>> begin Record extracts

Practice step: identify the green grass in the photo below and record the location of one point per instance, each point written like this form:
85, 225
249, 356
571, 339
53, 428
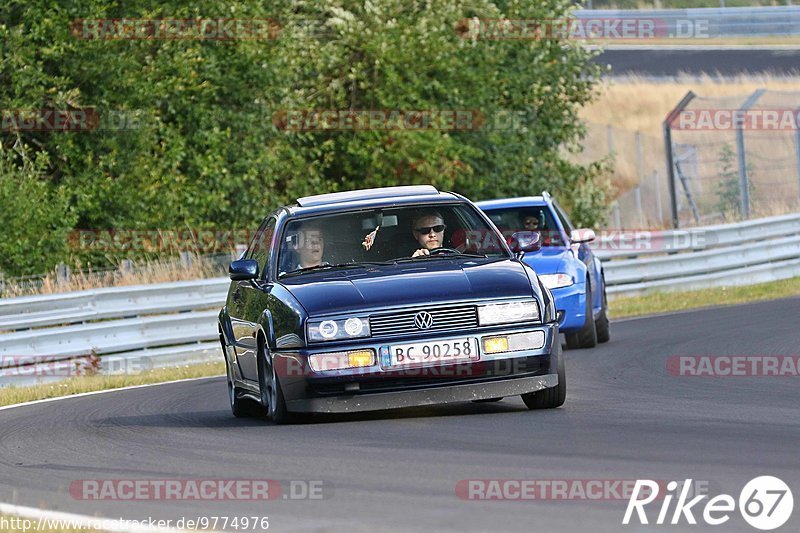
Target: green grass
77, 385
664, 302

>> end Record extracts

● **Task prompt**
Convert every line of the items above into a JSON list of strings, one string per line, skipping blank lines. Leave the pictures out.

● **Response to this task**
[
  "Practice step: identify the green grass in the photo below and record the location of one point per instance, each point written like this form:",
  "85, 225",
  "249, 356",
  "571, 339",
  "53, 428",
  "Target: green grass",
  "77, 385",
  "664, 302"
]